> **What the exercise asks**: Express every line of the rows below as a JSON list of strings, one string per line, omitting blank lines and leaving out the pictures.

───── Task data

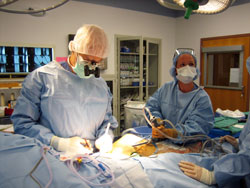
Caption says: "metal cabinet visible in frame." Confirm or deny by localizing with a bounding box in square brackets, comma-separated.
[116, 36, 161, 132]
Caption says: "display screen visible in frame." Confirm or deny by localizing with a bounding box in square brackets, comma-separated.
[0, 46, 53, 73]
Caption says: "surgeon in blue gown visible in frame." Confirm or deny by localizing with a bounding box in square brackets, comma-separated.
[146, 49, 214, 143]
[179, 57, 250, 187]
[11, 24, 118, 153]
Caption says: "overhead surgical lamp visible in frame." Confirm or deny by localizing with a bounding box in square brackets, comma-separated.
[0, 0, 69, 16]
[157, 0, 235, 19]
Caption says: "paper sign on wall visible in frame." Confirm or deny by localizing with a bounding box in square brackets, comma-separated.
[230, 68, 240, 83]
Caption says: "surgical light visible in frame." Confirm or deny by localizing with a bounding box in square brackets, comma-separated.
[157, 0, 235, 18]
[0, 0, 69, 16]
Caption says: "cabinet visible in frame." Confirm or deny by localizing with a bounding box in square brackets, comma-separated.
[116, 36, 161, 132]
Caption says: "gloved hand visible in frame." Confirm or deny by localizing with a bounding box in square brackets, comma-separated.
[95, 134, 113, 153]
[219, 135, 239, 149]
[179, 161, 216, 185]
[50, 136, 93, 154]
[152, 125, 178, 138]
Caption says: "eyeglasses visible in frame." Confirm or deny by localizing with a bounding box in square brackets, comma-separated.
[173, 48, 195, 59]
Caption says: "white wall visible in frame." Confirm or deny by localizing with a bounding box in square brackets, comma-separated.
[176, 3, 250, 82]
[0, 1, 176, 82]
[0, 1, 250, 83]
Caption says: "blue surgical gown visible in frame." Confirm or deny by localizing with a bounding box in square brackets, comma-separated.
[11, 61, 118, 145]
[146, 81, 214, 140]
[213, 117, 250, 186]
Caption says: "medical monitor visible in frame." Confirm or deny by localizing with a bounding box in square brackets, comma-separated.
[0, 44, 54, 78]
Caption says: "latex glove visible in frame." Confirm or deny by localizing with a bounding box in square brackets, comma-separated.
[219, 135, 239, 149]
[50, 136, 93, 154]
[179, 161, 216, 185]
[95, 134, 113, 153]
[152, 125, 178, 138]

──────────

> **Response to the exercise**:
[
  "Caption says: \"metal cabinet visible in frame.\" Confirm or deny by localizing with a bounding box in square brackets, comma-separated.",
  "[116, 36, 161, 132]",
  "Caption says: \"display screen visible in frame.\" Confirm or deny by localizing with a bounding box in square brackets, comma-separated.",
  "[0, 46, 53, 73]",
  "Caption says: \"surgeon in blue gown visible in frame.\" Confirm or deny by localizing with a bounding box in square brackets, comma-separated.",
  "[146, 49, 214, 143]",
  "[179, 57, 250, 187]",
  "[11, 24, 118, 153]",
  "Caption says: \"overhead surgical lamp visible in frame.\" Confirm or deny by localizing with a bounding box in square brackets, comma-separated.",
  "[0, 0, 69, 16]",
  "[157, 0, 235, 19]",
  "Caption says: \"paper sign on wall visible in frame.\" Confirm or deny by localizing with a bounding box in square brackets, comma-separated.",
  "[230, 68, 240, 83]",
  "Caption says: \"surgical light visible in frame.\" Confirm or deny by localizing with a bounding box in square brackets, comma-separated.",
  "[157, 0, 235, 18]",
  "[0, 0, 69, 16]",
  "Caption says: \"cabinet visible in frame.\" Confirm or deny by localizing with a bounding box in square brackets, comma-separated.",
  "[116, 36, 161, 132]",
  "Caption says: \"gloved hand visible in frame.\" Confirm or deny by localizing with a bounding box in square brackets, comma-separated.",
  "[95, 134, 113, 153]",
  "[219, 135, 239, 149]",
  "[179, 161, 216, 185]",
  "[50, 136, 93, 154]",
  "[152, 125, 178, 138]",
  "Caption says: \"eyeglasses visible in frame.\" Confirm or deny by localizing with a bounding box in square brackets, comma-separated.",
  "[173, 48, 195, 59]",
  "Caption says: \"white wall visible in frame.\" Confirm or deny by localizing with a bounding box in square brackets, comma-separated.",
  "[176, 3, 250, 82]",
  "[0, 1, 176, 82]",
  "[0, 1, 250, 83]",
  "Caption says: \"blue surgical gown visible in frame.\" Confirm or deny by localizing with a bounding box in square brackets, comma-separated.",
  "[11, 61, 118, 145]",
  "[146, 81, 214, 140]",
  "[213, 117, 250, 186]",
  "Caption says: \"medical monitor visible in frame.\" Confirm or deny by localizing with a bounding box in square brackets, comma-separated.",
  "[0, 44, 54, 78]",
  "Caption says: \"latex glove visible in frame.\" Confirm or deny by localizing with a bounding box in square brackets, comma-separated.",
  "[219, 135, 239, 149]",
  "[50, 136, 93, 154]",
  "[179, 161, 216, 185]",
  "[95, 134, 113, 153]",
  "[152, 125, 178, 138]"
]